╔══

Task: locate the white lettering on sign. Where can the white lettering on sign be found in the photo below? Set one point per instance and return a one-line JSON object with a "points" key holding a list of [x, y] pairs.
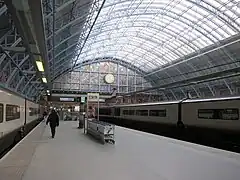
{"points": [[93, 96]]}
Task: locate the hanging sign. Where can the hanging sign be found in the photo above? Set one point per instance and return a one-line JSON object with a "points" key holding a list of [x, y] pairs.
{"points": [[93, 97]]}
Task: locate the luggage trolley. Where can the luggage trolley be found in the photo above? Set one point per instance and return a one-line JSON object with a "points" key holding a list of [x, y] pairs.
{"points": [[99, 129]]}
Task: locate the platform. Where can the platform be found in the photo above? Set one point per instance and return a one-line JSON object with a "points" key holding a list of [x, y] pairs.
{"points": [[135, 156]]}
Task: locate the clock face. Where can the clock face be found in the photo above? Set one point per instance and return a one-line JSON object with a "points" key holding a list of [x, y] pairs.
{"points": [[109, 78]]}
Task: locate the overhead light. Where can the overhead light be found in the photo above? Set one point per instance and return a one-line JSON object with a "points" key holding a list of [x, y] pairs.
{"points": [[40, 66], [44, 80]]}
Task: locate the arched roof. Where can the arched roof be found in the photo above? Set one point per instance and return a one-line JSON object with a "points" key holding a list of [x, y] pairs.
{"points": [[152, 33]]}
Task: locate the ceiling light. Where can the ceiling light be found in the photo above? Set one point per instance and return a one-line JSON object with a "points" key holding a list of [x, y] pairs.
{"points": [[40, 66], [44, 80]]}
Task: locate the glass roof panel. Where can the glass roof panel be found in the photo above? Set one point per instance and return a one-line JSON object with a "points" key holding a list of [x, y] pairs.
{"points": [[151, 33]]}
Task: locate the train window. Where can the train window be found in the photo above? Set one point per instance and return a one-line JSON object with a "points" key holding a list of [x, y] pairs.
{"points": [[1, 113], [125, 112], [159, 113], [142, 112], [223, 114], [105, 111], [117, 111], [33, 111], [131, 112], [12, 112], [128, 112]]}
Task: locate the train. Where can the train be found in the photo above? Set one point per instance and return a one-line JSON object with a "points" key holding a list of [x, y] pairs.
{"points": [[17, 117], [207, 120]]}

╚══

→ WHAT YOU HAVE TO DO
Copy every one of the records above line by line with no changes, but leave out the pictures.

→ FULL SOLUTION
Task: locate the white lettering on sign. Where can the white lettering on sign be found in the photo below? Set one point per instance and return a one-line JSON object with a "points" key holding a list of [x, y] pairs.
{"points": [[93, 96]]}
Task: locate the hanging sign. Where can the hanging sign be found in the photo above? Set one point per instance and return a one-line JSON object with a "points" key holding a list of [x, y] pairs.
{"points": [[93, 97]]}
Task: locate the luggage trolley. Where can the luggage trolley be found in the photo above? Set one point per instance and return a one-line JSON object with a "points" key holding a list of [x, y] pairs.
{"points": [[99, 129]]}
Task: locate the platform. Where can the platform be found in the photo above? Set one point per instance and return a one-line JSON object with a "points" key holding a list of [x, y] pairs.
{"points": [[135, 156]]}
Task: locate the clock face. Where can the clock face be found in the photo above? Set one point per instance and return a one-line JSON object with a "points" key holding a list of [x, y] pairs.
{"points": [[109, 78]]}
Task: locate the overhead light. Where can the overhead light be found in the photo above? Set one point per instance and return a one-line JSON object with a "points" key holding a list of [x, y] pairs.
{"points": [[40, 66], [44, 80]]}
Task: locate the arched roof. Where can the arched roof be found in the photo above? Set one point per instance and return a one-line JSON object with a "points" key holding a list of [x, y] pairs.
{"points": [[152, 33]]}
Task: locate the ceiling light. Where can the ceiling light be found in the photo above? Set one point per instance and return a one-line JSON object with a "points" key holding a list of [x, y] pairs.
{"points": [[40, 66], [44, 80]]}
Task: locate the glass roof panel. Where can the glass roof panel be found in the photo above? Set one point per instance and return a one-line JSON object with a "points" key holding a list of [x, y] pairs.
{"points": [[151, 33]]}
Task: locate the train window. Where can the train window be found in the photo above? Set one point per instance and return a one-line JSON object with a "points" key holding a list of [x, y] pairs.
{"points": [[1, 113], [125, 112], [159, 113], [142, 112], [223, 114], [105, 111], [117, 111], [33, 111], [131, 112], [12, 112], [128, 112]]}
Task: locate the train. Where can the train be found in the photo above? Set one point per instance and return a one-line JSON object with a "points" key holding a list of [x, y] pairs.
{"points": [[17, 117], [207, 120]]}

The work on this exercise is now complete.